-- Exercise set --
- A) According to the Skyline installation text, which component caches Ionosphere MySQL data?
- B) Write the next part of the Skyline installation text, picking up after its final sentence.

** Start of Passage to read **

Installation

Intended audience

Skyline is not really a localhost application, it needs lots of data, unless you have a localhost Graphite or pickle Graphite to your localhost.

Given the specific nature of Skyline, it is assumed that the audience will have a certain level of technical knowledge, e.g. it is assumed that the user will be familiar with the installation, configuration, operation and security practices and considerations relating to the following components:

  • Graphite
  • Redis
  • MySQL
  • Apache
  • memcached

This installation document is specifically related to the required installs and configurations of things that are directly related Skyline. For notes regarding automation and configuration management see the section at the end of this page.

What the components do

  • Graphite - sends metric data to Skyline Horizon via a pickle
  • Redis - stores mod:settings.FULL_DURATION seconds (usefully 24 hours worth) of timeseries data
  • MySQL - stores data about anomalies and timeseries features fingerprints and for learning things that are not anomalous.
  • Apache - serves the Skyline webapp via gunicorn and handles basic http auth
  • memcached - caches Ionosphere MySQL data

sudo

Use sudo appropriately for your environment wherever necessary.

Steps

Note

All the documentation and testing is based on running Skyline in a Python-2.7.12 virtualenv, if you choose to deploy Skyline another way, you are on your own. Although it is possible to run Skyline in a different type of environment, it does not lend itself to repeatability or a common known state.

** End of Passage to read **
** Start of Entries supplied **

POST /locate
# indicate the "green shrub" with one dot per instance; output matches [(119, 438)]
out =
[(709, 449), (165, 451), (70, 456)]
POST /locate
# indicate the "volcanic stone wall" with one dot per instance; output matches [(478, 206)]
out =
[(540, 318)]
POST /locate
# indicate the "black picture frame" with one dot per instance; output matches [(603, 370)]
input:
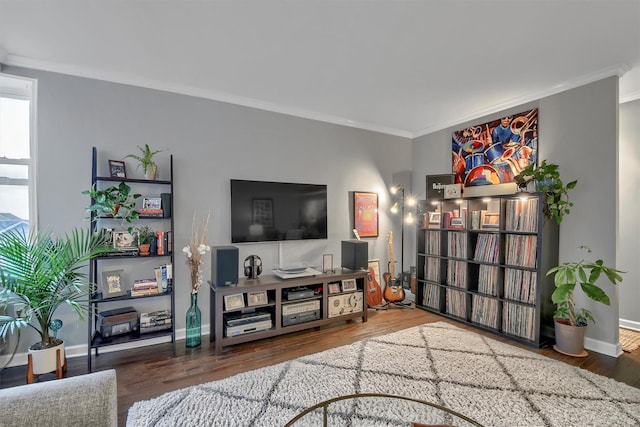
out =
[(117, 169), (113, 284)]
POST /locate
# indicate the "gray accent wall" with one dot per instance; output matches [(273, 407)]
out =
[(577, 131), (629, 175), (211, 142)]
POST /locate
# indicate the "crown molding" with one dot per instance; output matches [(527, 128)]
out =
[(19, 61), (25, 62), (618, 70)]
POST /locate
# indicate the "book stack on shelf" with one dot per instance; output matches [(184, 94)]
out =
[(164, 242), (164, 276), (150, 212), (144, 287), (155, 321)]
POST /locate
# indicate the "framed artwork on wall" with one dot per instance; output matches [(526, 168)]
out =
[(365, 213), (495, 152), (117, 169)]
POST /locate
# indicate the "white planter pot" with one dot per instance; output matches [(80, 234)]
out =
[(570, 339), (44, 361), (151, 172)]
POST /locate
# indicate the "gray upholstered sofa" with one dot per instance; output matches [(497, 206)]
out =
[(85, 400)]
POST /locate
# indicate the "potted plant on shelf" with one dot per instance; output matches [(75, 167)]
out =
[(115, 201), (570, 322), (146, 161), (547, 181), (145, 238), (40, 272)]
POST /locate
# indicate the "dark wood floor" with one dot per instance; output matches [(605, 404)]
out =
[(147, 372)]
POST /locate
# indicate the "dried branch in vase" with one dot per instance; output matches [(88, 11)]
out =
[(196, 248)]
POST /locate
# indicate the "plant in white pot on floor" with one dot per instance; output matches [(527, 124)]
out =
[(40, 272), (571, 322)]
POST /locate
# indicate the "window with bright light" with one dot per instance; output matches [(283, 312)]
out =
[(16, 160)]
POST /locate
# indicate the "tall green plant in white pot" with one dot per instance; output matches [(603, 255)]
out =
[(41, 271), (571, 322), (145, 160)]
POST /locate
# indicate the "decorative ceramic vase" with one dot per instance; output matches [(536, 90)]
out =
[(150, 174), (569, 339), (45, 360), (194, 323)]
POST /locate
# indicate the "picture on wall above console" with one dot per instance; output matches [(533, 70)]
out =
[(496, 151), (365, 213)]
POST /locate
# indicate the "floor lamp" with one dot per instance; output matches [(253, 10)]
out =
[(409, 218)]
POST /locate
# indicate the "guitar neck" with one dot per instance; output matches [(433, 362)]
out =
[(392, 262)]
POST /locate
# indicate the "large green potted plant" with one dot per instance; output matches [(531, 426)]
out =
[(571, 322), (145, 160), (116, 201), (546, 178), (40, 271)]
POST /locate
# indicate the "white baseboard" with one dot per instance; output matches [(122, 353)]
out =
[(606, 348), (20, 359), (629, 324)]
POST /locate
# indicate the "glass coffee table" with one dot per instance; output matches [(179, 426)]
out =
[(372, 409)]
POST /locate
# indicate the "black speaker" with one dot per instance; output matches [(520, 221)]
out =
[(355, 254), (224, 265)]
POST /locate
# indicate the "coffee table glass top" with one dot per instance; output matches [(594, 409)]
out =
[(371, 409)]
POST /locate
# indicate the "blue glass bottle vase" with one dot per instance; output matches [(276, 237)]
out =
[(194, 323)]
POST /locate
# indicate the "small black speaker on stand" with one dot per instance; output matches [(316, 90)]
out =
[(224, 265), (355, 254)]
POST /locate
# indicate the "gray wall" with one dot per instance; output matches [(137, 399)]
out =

** End of Entries supplied **

-- Answers for the tasks --
- A) memcached

- B)
  • Create a python-2.7.12 virtualenv for Skyline to run in see Running in Python virtualenv
  • Setup firewall rules to restrict access to the following:
    • settings.WEBAPP_IP - default is 127.0.0.1
    • settings.WEBAPP_PORT - default 1500
    • The IP address and port being used to reverse proxy the Webapp (if implementing) e.g. <YOUR_SERVER_IP_ADDRESS>:8080
    • The IP address and port being used by MySQL (if implementing)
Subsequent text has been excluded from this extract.